Task: Copy the records below, beginning at the line that contains "point: horse's head, one" and continuing through the end of the records, and change every "dry grass" to "withered grass". Leave everything else unchanged.
>> Start Exercise material
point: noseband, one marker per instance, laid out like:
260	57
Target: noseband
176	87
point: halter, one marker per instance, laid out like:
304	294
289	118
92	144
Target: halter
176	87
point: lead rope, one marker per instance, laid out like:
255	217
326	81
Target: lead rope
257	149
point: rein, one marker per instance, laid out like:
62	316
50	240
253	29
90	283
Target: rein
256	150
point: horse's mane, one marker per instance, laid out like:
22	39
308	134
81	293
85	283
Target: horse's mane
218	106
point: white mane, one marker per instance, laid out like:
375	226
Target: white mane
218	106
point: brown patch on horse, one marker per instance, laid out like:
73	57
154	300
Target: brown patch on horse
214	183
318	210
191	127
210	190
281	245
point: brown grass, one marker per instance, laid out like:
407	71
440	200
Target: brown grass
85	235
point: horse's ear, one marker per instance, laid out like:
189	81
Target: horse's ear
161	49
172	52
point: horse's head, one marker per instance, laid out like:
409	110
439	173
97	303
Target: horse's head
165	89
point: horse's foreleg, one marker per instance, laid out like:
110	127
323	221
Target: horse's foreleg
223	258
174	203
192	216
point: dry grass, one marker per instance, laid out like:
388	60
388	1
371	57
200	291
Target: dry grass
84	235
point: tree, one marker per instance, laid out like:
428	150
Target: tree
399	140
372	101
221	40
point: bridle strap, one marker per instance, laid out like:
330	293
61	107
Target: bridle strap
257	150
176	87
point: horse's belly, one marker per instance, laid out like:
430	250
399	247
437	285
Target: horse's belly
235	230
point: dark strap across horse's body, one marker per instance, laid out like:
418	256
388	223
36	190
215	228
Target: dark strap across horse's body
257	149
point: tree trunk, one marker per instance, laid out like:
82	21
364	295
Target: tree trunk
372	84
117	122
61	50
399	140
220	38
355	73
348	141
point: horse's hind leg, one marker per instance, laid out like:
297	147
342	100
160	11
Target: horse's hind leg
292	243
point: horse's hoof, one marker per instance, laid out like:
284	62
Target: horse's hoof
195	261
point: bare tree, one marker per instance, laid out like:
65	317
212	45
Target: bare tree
>> End Exercise material
Expected answer:
point: horse's head, one marker per instance, laid out like:
409	110
439	173
97	303
Target: horse's head
165	89
point: horse's foreleg, one marker per instance, laid out like:
110	127
323	221
Target: horse's foreleg
223	258
174	203
192	216
point: withered grass, one marker per instance, laid out like:
388	60
388	1
371	57
200	291
Target: withered grass
84	235
point: tree, one marker per instance, laid out like:
428	150
Target: tree
399	140
372	101
221	40
point: bridle strap, one marker per instance, laid out like:
330	293
61	107
Target: bridle strap
257	150
176	87
point: horse's belly, one marker per instance, laid out like:
430	250
399	247
437	285
Target: horse's belly
235	230
point: dark strap across horse's body, one marker per instance, laid out like:
418	256
388	223
36	190
215	228
Target: dark strap across horse's body
257	149
point: tree trunk, one marker per instance, laid out like:
82	21
364	295
Target: tree trunk
372	84
117	122
61	50
399	140
220	38
355	73
348	141
point: horse's hind leg, one marker per instance, laid out like:
297	147
342	100
160	11
Target: horse's hind leg
292	243
point: horse's hoof, one marker per instance, laid out like:
284	62
Target: horse's hoof
195	261
point: bare tree, one marker per instance, laid out like:
65	317
212	45
Target: bare tree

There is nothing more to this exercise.